THE TASK :: Exactly reproduce the lines beginning with the line that includes "If you could locate the bus side" and ending with the last line of the data.

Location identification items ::
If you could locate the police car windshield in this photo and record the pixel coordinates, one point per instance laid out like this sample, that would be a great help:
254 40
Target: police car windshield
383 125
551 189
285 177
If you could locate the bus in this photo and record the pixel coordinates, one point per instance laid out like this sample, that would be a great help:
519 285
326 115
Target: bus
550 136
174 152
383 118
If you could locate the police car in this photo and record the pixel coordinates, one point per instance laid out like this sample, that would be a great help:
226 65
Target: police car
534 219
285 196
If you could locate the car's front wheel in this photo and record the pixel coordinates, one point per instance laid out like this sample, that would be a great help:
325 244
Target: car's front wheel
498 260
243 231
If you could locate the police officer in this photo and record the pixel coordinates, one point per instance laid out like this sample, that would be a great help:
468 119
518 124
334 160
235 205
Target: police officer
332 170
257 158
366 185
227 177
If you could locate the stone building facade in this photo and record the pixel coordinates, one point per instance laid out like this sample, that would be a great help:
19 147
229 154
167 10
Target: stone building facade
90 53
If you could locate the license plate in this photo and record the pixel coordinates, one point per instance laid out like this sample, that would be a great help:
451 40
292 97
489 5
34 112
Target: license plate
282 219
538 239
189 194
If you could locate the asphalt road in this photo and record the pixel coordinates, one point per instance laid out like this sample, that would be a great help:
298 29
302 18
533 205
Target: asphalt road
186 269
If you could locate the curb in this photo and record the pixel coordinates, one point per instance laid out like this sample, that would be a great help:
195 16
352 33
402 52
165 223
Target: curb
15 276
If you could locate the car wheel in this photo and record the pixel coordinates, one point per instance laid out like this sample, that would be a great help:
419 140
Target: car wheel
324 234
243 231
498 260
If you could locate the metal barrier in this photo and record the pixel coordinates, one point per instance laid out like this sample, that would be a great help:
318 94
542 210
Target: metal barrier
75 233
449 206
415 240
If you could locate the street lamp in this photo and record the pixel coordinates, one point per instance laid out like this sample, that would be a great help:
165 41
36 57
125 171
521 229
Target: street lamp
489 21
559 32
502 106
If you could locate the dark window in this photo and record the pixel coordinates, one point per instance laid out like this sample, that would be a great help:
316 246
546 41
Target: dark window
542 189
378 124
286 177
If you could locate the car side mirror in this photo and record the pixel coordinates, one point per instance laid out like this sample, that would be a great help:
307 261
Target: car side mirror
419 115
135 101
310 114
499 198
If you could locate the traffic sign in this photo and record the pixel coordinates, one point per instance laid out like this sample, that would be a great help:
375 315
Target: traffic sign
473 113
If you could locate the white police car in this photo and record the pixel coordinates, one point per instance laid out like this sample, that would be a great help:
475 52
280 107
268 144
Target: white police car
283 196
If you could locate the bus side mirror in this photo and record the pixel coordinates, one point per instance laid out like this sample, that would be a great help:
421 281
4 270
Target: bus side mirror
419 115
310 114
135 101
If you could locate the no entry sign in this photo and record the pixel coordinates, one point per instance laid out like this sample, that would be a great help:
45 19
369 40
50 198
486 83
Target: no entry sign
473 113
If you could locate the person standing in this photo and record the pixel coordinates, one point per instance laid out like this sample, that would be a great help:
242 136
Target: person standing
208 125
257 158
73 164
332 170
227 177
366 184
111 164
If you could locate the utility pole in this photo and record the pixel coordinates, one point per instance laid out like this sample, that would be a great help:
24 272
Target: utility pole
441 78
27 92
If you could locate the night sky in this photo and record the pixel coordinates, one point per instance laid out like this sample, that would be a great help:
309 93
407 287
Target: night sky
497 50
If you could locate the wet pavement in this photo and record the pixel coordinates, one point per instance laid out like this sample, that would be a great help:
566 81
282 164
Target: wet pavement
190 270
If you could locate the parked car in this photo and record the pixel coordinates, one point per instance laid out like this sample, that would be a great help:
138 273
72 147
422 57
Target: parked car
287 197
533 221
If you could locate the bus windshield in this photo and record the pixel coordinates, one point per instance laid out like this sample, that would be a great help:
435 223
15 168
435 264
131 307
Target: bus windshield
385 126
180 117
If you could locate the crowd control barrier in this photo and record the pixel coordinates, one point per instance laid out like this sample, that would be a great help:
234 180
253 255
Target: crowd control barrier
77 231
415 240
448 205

EXERCISE OUTPUT ::
If you could locate the bus side mirror in this photo and record the pixel coordinates, one point per instance laid out like this sample, that would be a great help:
421 281
4 270
Target: bus side mirror
419 115
310 114
135 101
If you could locate the no entry sign in this photo and record the pixel coordinates, one point per instance laid out like this sample, that would be a great help:
45 19
369 40
50 198
486 83
Target: no entry sign
473 113
If you could locate the person standing in this photo and record the pixel coordinates, one point per instance laid out like this sample, that would be a great help:
242 136
Target: person standing
208 125
257 158
73 164
332 170
227 177
366 184
111 164
If you could locate the utility pole in this photo and record the pixel coordinates, one point per instance laid out like this sample, that would be a great help:
24 272
Target: utility pole
441 78
27 92
If you could locate the night sky in this photo and record the pixel coordinates, one point per instance laid out like this sample, that would be a great help:
309 93
407 287
Target: night sky
497 50
If you could locate the wet pavement in this photo and record the pixel coordinates, one point per instance laid out like this sample, that would be a great help:
566 81
282 164
Target: wet pavement
190 270
If you could locate the parked car in this photo and record the pixel coordinates, one point per instance laid out like this sample, that would be a great help:
138 273
72 147
422 57
Target: parked car
287 197
533 221
If you could locate the bus windshield in this photo and record the pixel coordinates, one point per instance laid out like this sample, that would be a great help:
435 223
15 168
435 264
131 307
Target: bus windshield
385 126
180 117
If you could locate the crowd control barrier in this photo and record the pixel coordinates, one point per instance laid out like this sample, that would be a great help:
234 180
253 255
Target: crowd control barrier
77 231
415 240
448 205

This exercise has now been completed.